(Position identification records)
_ _ _ _

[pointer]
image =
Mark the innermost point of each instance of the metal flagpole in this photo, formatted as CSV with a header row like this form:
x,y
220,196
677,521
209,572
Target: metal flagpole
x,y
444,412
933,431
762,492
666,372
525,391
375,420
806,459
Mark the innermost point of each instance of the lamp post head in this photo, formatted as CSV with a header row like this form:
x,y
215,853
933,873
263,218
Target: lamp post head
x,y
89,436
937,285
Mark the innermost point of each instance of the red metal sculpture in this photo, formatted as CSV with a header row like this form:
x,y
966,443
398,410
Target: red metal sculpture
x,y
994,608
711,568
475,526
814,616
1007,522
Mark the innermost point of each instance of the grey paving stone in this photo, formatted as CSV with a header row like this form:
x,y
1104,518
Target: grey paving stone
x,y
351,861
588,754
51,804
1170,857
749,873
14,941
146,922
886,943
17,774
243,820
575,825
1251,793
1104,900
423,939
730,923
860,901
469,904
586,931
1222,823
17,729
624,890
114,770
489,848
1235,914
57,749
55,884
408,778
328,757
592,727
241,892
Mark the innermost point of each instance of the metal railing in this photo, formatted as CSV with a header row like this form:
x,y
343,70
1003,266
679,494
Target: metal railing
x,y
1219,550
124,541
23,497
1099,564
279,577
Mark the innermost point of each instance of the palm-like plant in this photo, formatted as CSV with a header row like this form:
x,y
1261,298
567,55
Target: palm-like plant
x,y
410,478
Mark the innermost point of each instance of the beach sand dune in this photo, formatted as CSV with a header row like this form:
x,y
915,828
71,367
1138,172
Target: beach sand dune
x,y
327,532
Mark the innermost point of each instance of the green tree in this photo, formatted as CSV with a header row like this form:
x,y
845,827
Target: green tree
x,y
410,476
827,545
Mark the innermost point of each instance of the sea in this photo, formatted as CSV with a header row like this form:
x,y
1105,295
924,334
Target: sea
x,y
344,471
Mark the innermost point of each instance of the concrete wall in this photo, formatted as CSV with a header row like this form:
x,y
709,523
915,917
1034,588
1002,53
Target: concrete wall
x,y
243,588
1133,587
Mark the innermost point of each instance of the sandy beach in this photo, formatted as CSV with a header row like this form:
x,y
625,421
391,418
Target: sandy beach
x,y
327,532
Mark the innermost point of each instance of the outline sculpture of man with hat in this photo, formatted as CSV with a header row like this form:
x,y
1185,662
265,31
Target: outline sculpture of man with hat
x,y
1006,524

_ _ _ _

**What you will do**
Starting with the line that contains "Mark the innermost point of each instance of the beach", output every line through the end of the listing above, unchanged.

**Reply**
Mark the innermost point of each instance of the beach sand dune in this photo, formatted as CSV with a header row like this form:
x,y
915,828
71,367
1138,172
Target: beach sand dune
x,y
327,532
Mark the innermost point of each instance of the green tree in this photo, formatted as CSV with a header row like this form:
x,y
845,827
Target: green tree
x,y
410,476
827,545
Mark the innermost point of each instance of the sea in this photo, formatted as CSV with a header row like this form:
x,y
1105,295
924,334
Target: sea
x,y
344,471
Mark the innermost point of each instance of the concrete wall in this photo, formatted as CSV with a header row like this form:
x,y
709,523
915,917
1034,588
1002,53
Target: concrete wall
x,y
243,588
1133,587
Mark the innermost point of each instance of the sandy beach in this photo, formatted as CSV with a header row like this form:
x,y
625,421
391,418
Target: sandy beach
x,y
327,532
Mark the innermost point of each instance of the outline sculpture of man with hat in this photo, formatted as CSV with a header row like this form:
x,y
1185,662
265,31
Target: outline sculpture of man with hat
x,y
1006,524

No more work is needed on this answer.